• Problem details: Please set down the entries below once more, exactly.

======

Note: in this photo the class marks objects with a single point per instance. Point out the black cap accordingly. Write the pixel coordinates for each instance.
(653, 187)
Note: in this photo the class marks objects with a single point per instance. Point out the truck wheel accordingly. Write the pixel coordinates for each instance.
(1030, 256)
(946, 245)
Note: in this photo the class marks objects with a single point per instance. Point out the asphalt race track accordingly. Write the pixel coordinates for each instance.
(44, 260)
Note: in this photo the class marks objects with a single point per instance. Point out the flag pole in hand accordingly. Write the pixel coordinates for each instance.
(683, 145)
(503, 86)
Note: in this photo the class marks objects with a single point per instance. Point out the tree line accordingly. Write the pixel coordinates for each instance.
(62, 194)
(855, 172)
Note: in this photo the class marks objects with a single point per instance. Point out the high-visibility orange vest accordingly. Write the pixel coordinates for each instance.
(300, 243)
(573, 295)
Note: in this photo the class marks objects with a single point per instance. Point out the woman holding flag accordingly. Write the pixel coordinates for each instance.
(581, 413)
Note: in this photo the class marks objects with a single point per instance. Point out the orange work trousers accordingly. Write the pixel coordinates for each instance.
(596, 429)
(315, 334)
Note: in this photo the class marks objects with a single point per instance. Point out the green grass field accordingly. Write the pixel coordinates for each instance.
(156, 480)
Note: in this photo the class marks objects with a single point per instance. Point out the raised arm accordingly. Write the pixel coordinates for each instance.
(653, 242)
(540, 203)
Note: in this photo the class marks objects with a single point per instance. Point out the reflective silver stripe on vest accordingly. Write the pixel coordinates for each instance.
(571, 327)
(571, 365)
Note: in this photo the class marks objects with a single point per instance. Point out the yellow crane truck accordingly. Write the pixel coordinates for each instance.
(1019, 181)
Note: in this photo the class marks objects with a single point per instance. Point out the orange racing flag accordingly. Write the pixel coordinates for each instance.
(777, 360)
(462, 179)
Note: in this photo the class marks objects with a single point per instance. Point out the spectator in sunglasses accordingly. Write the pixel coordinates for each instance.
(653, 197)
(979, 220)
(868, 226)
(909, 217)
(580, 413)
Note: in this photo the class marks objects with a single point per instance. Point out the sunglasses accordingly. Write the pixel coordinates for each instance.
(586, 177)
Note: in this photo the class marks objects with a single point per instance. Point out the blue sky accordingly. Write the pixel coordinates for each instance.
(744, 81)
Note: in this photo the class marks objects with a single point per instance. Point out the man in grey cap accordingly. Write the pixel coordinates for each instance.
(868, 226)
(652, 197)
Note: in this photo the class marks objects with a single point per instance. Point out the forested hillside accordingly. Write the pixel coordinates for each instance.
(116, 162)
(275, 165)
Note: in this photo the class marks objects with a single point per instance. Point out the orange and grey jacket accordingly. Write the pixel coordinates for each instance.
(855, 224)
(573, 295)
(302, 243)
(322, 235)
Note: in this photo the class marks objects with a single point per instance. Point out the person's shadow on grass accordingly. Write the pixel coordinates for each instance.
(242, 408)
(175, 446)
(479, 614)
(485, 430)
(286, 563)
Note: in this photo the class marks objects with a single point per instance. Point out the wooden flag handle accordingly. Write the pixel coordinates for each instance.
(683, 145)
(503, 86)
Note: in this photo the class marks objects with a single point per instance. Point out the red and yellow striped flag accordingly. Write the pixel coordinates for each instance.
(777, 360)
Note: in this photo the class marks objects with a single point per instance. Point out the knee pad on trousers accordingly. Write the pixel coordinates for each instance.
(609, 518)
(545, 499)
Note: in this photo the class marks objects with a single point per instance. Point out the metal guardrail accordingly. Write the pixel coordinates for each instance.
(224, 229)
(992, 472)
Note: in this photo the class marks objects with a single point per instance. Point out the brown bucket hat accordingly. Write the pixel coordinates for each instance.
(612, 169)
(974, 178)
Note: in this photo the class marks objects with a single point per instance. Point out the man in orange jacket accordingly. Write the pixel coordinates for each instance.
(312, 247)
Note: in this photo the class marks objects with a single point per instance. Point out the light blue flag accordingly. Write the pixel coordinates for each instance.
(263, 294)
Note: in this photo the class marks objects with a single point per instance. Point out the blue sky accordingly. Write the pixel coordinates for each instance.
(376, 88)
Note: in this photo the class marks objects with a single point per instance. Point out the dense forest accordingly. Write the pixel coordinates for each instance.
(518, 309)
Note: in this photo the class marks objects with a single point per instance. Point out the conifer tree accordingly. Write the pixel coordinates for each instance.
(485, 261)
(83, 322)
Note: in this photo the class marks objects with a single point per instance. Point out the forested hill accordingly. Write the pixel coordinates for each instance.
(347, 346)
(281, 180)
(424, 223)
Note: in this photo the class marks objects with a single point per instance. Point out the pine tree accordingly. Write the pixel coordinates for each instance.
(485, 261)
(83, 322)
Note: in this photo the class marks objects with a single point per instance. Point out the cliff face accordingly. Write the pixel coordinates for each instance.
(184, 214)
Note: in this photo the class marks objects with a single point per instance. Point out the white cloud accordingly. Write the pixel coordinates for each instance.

======

• Reply:
Note: in this photo the class marks objects with a single point per instance. Point out the black cap accordingly. Write the pixel coordinates for each instance.
(653, 187)
Note: in this photo the class marks objects with a single point per instance. Point out the truck wheel accordingly. Write the pixel coordinates for each instance.
(1030, 256)
(946, 245)
Note: in this photo the class marks objects with a single point per instance. Point out the asphalt race track accordingly. Write the pixel coordinates for each instance.
(44, 260)
Note: in this photo the class marks objects with a single point per instance. Point out the flag pole in hand accordingly. Write the pixel coordinates for each instance.
(683, 145)
(503, 86)
Note: in this photo the class marks objects with a single point per instance. Point out the tree line accordingly. Write the pixel coordinates for each instance.
(62, 194)
(855, 172)
Note: in this photo the class marks objects with a single point per instance. Point out the high-visibility orange vest accordingly. Write the pixel coordinates for each instance.
(300, 243)
(573, 295)
Note: in this photo the class marks objects with a single point per instance. Point out the woman holding flag accordingly. Write the pixel coordinates for each instance.
(581, 413)
Note: in this photo the class marks objects with a single point per instance. Point out the orange work trousers accordingly. Write the pixel coordinates for each instance.
(596, 429)
(315, 334)
Note: in this photo the class marks objects with a single point per instance. Point out the green grass field accordingly. Write the pixel coordinates for each instance.
(156, 480)
Note: in this photo the class marks objects with a single point per instance. Point out the raised arm accordingly. Write the pixel coordinates for each instance.
(653, 242)
(540, 203)
Note: in this photo the class marks objects with a single point per instance. Point out the reflective silver stripe on vest accordingly. Write the pixel coordinates for each instance.
(571, 327)
(571, 365)
Note: in this photo the class marks objects with a single point per instance. Point out the yellow crane truck accordingly. Write the pixel coordinates for each instance.
(1019, 181)
Note: in this photo the class marks objects with a single point per instance. Point out the orange racing flag accordingly. Write the pixel coordinates for each instance.
(777, 360)
(462, 179)
Note: in this photo the class marks objects with a single point per instance. Point out the spectator in sunglasses accordingly. Write the pixel coordinates for each instance.
(653, 197)
(979, 220)
(868, 226)
(909, 217)
(580, 413)
Note: in this photo the class marks objects with a single point per instance. Point out the sunglasses accordingly. Write the pixel coordinates for each instance.
(586, 177)
Note: in this photo the class marks objects with a single point per instance. Point out the blue sky accordingly. Write the pixel coordinates for each instance.
(744, 81)
Note: in this photo the class marks objects with a single point per instance. Point out the man in grey cap accordingly. Write the pixel coordinates for each instance.
(868, 226)
(652, 197)
Note: in this photo the class marks objects with a single point per instance. Point out the forested hillside accordingly. Write the pixel coordinates for each instance.
(116, 162)
(275, 165)
Note: in this photo the class marks objects with a single point per instance. Point out the orange and grey jacket accordingly. Write the pixel coordinates for each instance.
(855, 224)
(573, 295)
(302, 243)
(322, 235)
Note: in this photo the class marks objects with a single point per instance. Point out the person's shadow on grass accordingly. Write the pixel coordinates for each instance.
(242, 408)
(175, 446)
(479, 614)
(485, 430)
(286, 563)
Note: in this photo the class marks objects with a single point per instance. Point out the wooden flag handle accordingly. Write the pixel coordinates for each instance.
(683, 145)
(503, 86)
Note: in this photo the class marks objects with a single point per instance. Point out the red and yellow striped flag accordingly. Write the pixel coordinates for each instance.
(777, 360)
Note: in this photo the class marks objects with a single point per instance. Point out the knee pad on trousers accordingly. Write the pixel coordinates for each instance.
(609, 518)
(545, 499)
Note: in this photo the class marks objects with a single point per instance. Point out the metal guardrail accordingly. Write the pixel coordinates for each instance.
(224, 229)
(992, 472)
Note: in this photo the class marks objects with a single point per instance. Point out the brown bucket hat accordingly. Write the pixel coordinates for each instance.
(612, 169)
(974, 178)
Note: in this photo the class marks objects with a single point per instance. Point out the man in orange jacket accordingly. Write the pixel coordinates for each instance.
(312, 247)
Note: in this photo the class marks objects with a single point per instance. Point out the light blue flag accordingly. Write the pixel coordinates for each instance.
(263, 294)
Note: in this photo the class marks objects with a single point per instance. Point out the blue sky accordingly. Write the pixel coordinates for each instance.
(376, 88)
Note: in this photo the class marks objects with a single point per instance. Point out the dense forest accordingly. Write the pixel coordinates for each instance.
(518, 309)
Note: in this photo the class marks objects with a single point per instance. Point out the conifer tree accordingly. Write the pixel coordinates for each instance.
(485, 261)
(83, 322)
Note: in this photo the class marks objects with a single point per instance. Point out the forested hill accordingly. Write the pixel coordinates for each instance.
(347, 346)
(281, 180)
(424, 223)
Note: in this photo the class marks objects with a single point per instance. Point out the pine tree accordingly. Write the pixel coordinates for each instance.
(485, 261)
(83, 322)
Note: in this photo the class marks objects with a single point per instance. Point out the cliff face accordingly. Write the pixel coordinates for each instance.
(184, 214)
Note: in this photo the class marks objects with a single point per instance. Point out the white cloud accordingly. Write the pixel coordinates for each instance.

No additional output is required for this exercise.